**Text shown:**
Inorganic Nanotube - Properties and Potential Applications

Properties and Potential Applications

Inorganic nanotubes are an alternative material to better-explored carbon nanotubes, showing advantages such as easy synthetic access and high crystallinity, good uniformity and dispersion, predefined electrical conductivity depending on the composition of the starting material and needle-like morphology, good adhesion to a number of polymers and high impact-resistance. They are therefore promising candidates as fillers for polymer composites with enhanced thermal, mechanical, and electrical properties. Target applications for this kind of composites are materials for heat management, electrostatic dissipaters, wear protection materials, photovoltaic elements, etc. Inorganic nanotubes are heavier than carbon nanotubes and not as strong under tensile stress, but they are particularly strong under compression, leading to potential applications in impact-resistant applications such as bulletproof vests.

The mechanical strength of cellulose fibers can be increased by an order of magnitude by adding only 0.1 wt% of TMCH nanotubes, and measurements of electrical conductivity of polycaprolactone doped with TMCH nanotubes revealed a percolative behavior with an extremely low percolation threshold. The addition of WS2 nanotubes to epoxy resin improved adhesion, fracture toughness and strain energy release rate. The wear of the nanotubes-reinforced epoxy was eight times lower than that of pure epoxy. WS2 nanotubes were also embedded into a poly(methyl methacrylate) (PMMA) nanofiber matrix via electrospinning. The nanotubes were well dispersed and aligned along fiber axis. The enhanced stiffness and toughness of PMMA fiber meshes by means of inorganic nanotubes addition may have potential applications as impact-absorbing materials.

**Material provided:**
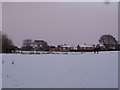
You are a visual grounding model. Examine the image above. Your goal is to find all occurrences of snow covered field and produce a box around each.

**Directives:**
1. From the text on inorganic nanotubes, reproduce word for word the passage that opens with the words containing "The mechanical strength" and closes with "as impact-absorbing materials.".
2. According to the text on inorganic nanotubes, how did the wear of the nanotube-reinforced epoxy compare with that of pure epoxy?
The material after the text comes from a separate source.

**Answers to the exercise:**
1.
The mechanical strength of cellulose fibers can be increased by an order of magnitude by adding only 0.1 wt% of TMCH nanotubes, and measurements of electrical conductivity of polycaprolactone doped with TMCH nanotubes revealed a percolative behavior with an extremely low percolation threshold. The addition of WS2 nanotubes to epoxy resin improved adhesion, fracture toughness and strain energy release rate. The wear of the nanotubes-reinforced epoxy was eight times lower than that of pure epoxy. WS2 nanotubes were also embedded into a poly(methyl methacrylate) (PMMA) nanofiber matrix via electrospinning. The nanotubes were well dispersed and aligned along fiber axis. The enhanced stiffness and toughness of PMMA fiber meshes by means of inorganic nanotubes addition may have potential applications as impact-absorbing materials.

2. It was eight times lower than that of pure epoxy.